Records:
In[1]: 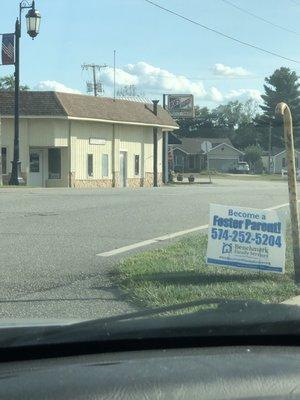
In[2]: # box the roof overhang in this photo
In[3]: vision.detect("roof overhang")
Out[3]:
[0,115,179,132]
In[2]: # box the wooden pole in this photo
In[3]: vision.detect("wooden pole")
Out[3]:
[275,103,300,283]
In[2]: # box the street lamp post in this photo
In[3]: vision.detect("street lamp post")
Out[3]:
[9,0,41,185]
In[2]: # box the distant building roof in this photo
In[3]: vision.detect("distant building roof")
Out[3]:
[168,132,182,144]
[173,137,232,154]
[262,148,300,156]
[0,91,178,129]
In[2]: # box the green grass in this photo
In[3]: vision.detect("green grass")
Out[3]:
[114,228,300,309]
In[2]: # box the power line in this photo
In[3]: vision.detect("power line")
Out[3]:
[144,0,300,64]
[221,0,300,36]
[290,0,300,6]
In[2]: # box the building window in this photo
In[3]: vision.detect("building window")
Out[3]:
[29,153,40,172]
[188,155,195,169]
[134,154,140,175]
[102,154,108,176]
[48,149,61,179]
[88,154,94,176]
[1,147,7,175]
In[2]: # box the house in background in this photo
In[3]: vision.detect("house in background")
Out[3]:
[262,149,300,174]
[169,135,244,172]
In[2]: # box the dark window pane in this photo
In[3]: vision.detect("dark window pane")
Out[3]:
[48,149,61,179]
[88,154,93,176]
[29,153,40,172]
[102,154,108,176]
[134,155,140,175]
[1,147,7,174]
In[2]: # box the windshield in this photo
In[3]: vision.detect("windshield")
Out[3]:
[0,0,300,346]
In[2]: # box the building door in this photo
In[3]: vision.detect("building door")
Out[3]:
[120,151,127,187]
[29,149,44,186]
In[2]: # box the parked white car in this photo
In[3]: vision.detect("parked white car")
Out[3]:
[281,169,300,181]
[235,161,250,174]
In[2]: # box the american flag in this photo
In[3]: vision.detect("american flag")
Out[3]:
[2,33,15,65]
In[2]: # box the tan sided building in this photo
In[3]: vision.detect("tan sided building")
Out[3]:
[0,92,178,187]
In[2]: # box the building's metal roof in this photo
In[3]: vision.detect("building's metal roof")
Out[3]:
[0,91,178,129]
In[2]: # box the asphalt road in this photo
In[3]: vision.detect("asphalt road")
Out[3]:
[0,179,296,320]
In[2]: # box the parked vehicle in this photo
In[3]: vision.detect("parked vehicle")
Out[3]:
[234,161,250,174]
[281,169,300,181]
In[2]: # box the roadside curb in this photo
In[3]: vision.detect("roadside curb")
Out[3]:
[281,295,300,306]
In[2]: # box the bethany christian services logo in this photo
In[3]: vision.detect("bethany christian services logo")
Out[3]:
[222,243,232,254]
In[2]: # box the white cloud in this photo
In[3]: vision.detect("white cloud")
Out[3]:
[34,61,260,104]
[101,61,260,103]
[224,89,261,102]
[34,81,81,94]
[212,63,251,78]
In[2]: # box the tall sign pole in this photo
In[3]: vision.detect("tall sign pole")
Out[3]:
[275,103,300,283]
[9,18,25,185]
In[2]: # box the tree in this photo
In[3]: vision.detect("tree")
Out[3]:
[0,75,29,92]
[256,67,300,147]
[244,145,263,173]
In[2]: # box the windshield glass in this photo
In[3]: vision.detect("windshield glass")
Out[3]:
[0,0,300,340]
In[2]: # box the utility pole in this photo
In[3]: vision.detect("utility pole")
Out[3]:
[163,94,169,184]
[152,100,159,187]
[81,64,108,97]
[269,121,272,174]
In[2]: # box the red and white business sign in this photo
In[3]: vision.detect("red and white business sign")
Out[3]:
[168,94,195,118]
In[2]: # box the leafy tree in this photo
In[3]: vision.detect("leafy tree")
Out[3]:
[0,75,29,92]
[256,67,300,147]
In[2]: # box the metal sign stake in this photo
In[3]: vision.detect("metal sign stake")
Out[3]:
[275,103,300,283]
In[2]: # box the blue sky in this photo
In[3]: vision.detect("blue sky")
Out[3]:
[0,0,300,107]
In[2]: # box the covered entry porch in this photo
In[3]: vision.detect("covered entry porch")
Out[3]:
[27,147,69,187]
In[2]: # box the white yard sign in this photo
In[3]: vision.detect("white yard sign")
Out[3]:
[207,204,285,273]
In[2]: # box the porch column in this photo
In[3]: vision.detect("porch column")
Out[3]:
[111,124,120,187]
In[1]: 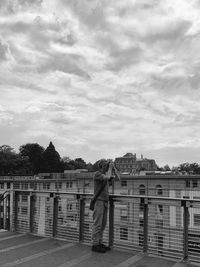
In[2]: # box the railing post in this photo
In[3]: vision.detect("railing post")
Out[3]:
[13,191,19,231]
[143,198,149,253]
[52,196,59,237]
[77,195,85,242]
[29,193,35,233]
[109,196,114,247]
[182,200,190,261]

EXERCISE: Turn the entries, from the start through the line containing "[1,147,7,175]", into a Markdown table with the columns Row and Text, numbering each row and skipping blank lines. Leave the pictures out.

SOLUTION TO THIS TASK:
| Row | Text |
|---|---|
| 1 | In[1]:  |
| 2 | In[2]: # box the roof overhang in this photo |
| 3 | In[3]: vision.detect("roof overhang") |
| 4 | Out[3]: |
| 5 | [0,115,179,132] |
| 6 | In[2]: # box the wooden pole in this photo |
| 7 | In[3]: vision.detect("wooden pole") |
| 8 | Out[3]: |
| 9 | [275,103,300,283] |
| 10 | In[2]: # box the street lamp post in this photo |
| 11 | In[3]: vision.detect("street lamp post") |
| 12 | Out[3]: |
| 13 | [9,0,41,185] |
| 14 | In[2]: # box the distant building roof in this photo |
| 15 | In[3]: vision.detect("distant building roof") |
| 16 | Out[3]: |
| 17 | [168,132,182,144] |
| 18 | [173,137,232,154] |
| 19 | [262,148,300,156] |
| 20 | [0,91,178,129] |
| 21 | In[2]: # box the green grass in this photo |
| 22 | In[3]: vision.detect("green grass") |
| 23 | Out[3]: |
| 24 | [114,228,300,309] |
| 25 | In[2]: # box the power line in this photo |
| 26 | In[3]: vision.detect("power line") |
| 27 | Out[3]: |
| 28 | [144,0,300,64] |
| 29 | [221,0,300,36] |
| 30 | [290,0,300,6] |
| 31 | In[2]: # box the building window in this photo |
| 32 | In[3]: vision.detect("building window") |
| 33 | Out[3]: |
| 34 | [29,153,40,172] |
| 35 | [188,155,195,169] |
| 36 | [134,154,140,175] |
| 37 | [102,154,108,176] |
| 38 | [48,149,61,179] |
| 39 | [88,154,94,176] |
| 40 | [1,147,7,175] |